◆ **ТЕКСТ**:
◇ ◇ ◇ ◇ ◇ ◇ ◇

В других странах смерть – это конец. Она приходит, и занавес падает. В Испании иначе. В Испании он поднимается. Многие здесь замурованы в четырех стенах до самой смерти, и лишь тогда их выносят на солнце. В Испании, как нигде, до конца жив только мертвый – и вид его ранит, как лезвие бритвы. Шутить со смертью и молча вглядываться в нее для испанца обыденно. От «Сновидения о черепах» Кеведо, от «Истлевшего епископа» Вальдеса Леаля и стонов роженицы Марбельи, умершей посреди дороги за три века до нас:
Я коня горючей кровью
по копыта залила.
Под копытами дорога
что кипучая смола… —
к возгласу, такому недавнему, парня из Саламанки, убитого быком:
Я плох – и надо бы хуже,
да хуже некуда, други.

◇ ◇ ◇ ◇ ◇ ◇ ◇

◆ **ИСХОДНЫЕ ДАННЫЕ**:
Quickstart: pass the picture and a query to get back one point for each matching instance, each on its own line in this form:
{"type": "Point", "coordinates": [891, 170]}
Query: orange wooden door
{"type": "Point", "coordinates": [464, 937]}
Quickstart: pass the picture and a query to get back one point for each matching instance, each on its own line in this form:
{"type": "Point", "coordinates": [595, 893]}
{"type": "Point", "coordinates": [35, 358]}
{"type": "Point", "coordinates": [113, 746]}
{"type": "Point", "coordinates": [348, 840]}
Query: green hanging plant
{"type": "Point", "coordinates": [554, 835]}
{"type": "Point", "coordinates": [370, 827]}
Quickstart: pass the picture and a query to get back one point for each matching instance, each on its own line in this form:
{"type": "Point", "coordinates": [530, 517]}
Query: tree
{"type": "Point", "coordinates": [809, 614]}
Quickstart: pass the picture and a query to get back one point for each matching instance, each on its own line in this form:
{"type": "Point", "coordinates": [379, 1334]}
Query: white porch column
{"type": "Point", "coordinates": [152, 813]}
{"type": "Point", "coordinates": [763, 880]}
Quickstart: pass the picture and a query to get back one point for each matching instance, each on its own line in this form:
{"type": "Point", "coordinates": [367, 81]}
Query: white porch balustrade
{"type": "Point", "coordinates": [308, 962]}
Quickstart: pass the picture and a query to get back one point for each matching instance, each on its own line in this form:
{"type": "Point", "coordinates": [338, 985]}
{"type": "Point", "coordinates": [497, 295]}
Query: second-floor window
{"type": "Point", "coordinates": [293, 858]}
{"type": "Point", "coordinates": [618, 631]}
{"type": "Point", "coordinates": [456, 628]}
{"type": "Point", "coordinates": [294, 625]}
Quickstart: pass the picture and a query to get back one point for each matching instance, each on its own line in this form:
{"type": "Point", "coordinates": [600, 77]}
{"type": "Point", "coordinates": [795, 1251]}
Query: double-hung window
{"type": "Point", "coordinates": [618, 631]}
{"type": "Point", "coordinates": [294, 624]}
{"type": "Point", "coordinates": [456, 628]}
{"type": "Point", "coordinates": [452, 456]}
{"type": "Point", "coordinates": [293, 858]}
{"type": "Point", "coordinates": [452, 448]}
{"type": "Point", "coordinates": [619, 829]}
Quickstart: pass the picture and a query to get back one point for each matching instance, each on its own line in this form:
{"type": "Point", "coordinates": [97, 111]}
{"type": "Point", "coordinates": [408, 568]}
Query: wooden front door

◇ ◇ ◇ ◇ ◇ ◇ ◇

◆ **ЗАДАНИЯ**:
(a) Переведите на английский язык предложение из текста о смерти в Испании: «Шутить со смертью и молча вглядываться в нее для испанца обыденно».
(b) Воспроизведите без изменений фрагмент текста о смерти в Испании между словами «В других странах» и «хуже некуда, други.», включая их самих.
(c) Выпишите из текста о смерти в Испании все предложения, которые начинаются со слов «В Испании».

◆ **ОТВЕТЫ**:
(a) For a Spaniard, joking with death and silently gazing into it is commonplace.

(b)
В других странах смерть – это конец. Она приходит, и занавес падает. В Испании иначе. В Испании он поднимается. Многие здесь замурованы в четырех стенах до самой смерти, и лишь тогда их выносят на солнце. В Испании, как нигде, до конца жив только мертвый – и вид его ранит, как лезвие бритвы. Шутить со смертью и молча вглядываться в нее для испанца обыденно. От «Сновидения о черепах» Кеведо, от «Истлевшего епископа» Вальдеса Леаля и стонов роженицы Марбельи, умершей посреди дороги за три века до нас:
Я коня горючей кровью
по копыта залила.
Под копытами дорога
что кипучая смола… —
к возгласу, такому недавнему, парня из Саламанки, убитого быком:
Я плох – и надо бы хуже,
да хуже некуда, други.

(c)
В Испании иначе.
В Испании он поднимается.
В Испании, как нигде, до конца жив только мертвый – и вид его ранит, как лезвие бритвы.